Tâches à réaliser:
1. Condensez sous forme de liste le paragraphe du document source qui commence par « Dans la plaine orientale corse », en conservant ses faits principaux.
2. Modifiez le passage du document source qui va de « Est-ce parce que » à « des personnes ? » en y remplaçant « sérénité » par « quiétude ».

Document source:
============================================================
Dans la plaine orientale corse, Casabianda est un centre de détention au sein d’un vaste domaine agricole. C’est une prison à ciel ouvert qui n’a rien à voir pour l’essentiel des conditions de vie offerte aux détenus, avec le fonctionnement des prisons habituelles. Les arbres, le ciel et la mer remplacent ici les verrous, les barreaux et les miradors.
Pendant une année, Guillaume Massart s’y est rendu à la recherche de la parole des détenus.
Ce sont eux qui ont choisi la forme « conversée » qu’allait prendre « La liberté ».
Il s’agit d’une suite de longs entretiens dont la durée étirée permet à chacun d’aller le plus loin possible, à la recherche de vraies impressions, des vrais sentiments.
La question récurrente que pose le film et à laquelle répondent les détenus est : « que se passe-t-il lorsque les murs de la prison sont invisibles ? »
Est-ce parce que les protagonistes du film se sont désignés eux-mêmes, est-ce à cause d’une sélection spontanée des intervenants, mais il émane de chacune des séquences, un calme, une sérénité qui ne laissent à aucun moment deviner qu’on a à faire à des meurtriers ou malfaiteurs dont la faute commise a justifié une peine d’années de prison. Le cadre de cette prison singulière, la végétation abondante, la proximité de la mer auraient-ils une réelle incidence sur le comportement des personnes ?
============================================================
Données affichées:
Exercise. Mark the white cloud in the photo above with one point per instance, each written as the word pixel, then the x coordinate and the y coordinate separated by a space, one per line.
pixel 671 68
============================================================
Solutions par tâche:
1.
- Casabianda, dans la plaine orientale corse, est un centre de détention situé au sein d’un vaste domaine agricole.
- C’est une prison à ciel ouvert dont les conditions de vie diffèrent pour l’essentiel de celles des prisons habituelles.
- Les arbres, le ciel et la mer y remplacent les verrous, les barreaux et les miradors.

2.
Est-ce parce que les protagonistes du film se sont désignés eux-mêmes, est-ce à cause d’une sélection spontanée des intervenants, mais il émane de chacune des séquences, un calme, une quiétude qui ne laissent à aucun moment deviner qu’on a à faire à des meurtriers ou malfaiteurs dont la faute commise a justifié une peine d’années de prison. Le cadre de cette prison singulière, la végétation abondante, la proximité de la mer auraient-ils une réelle incidence sur le comportement des personnes ?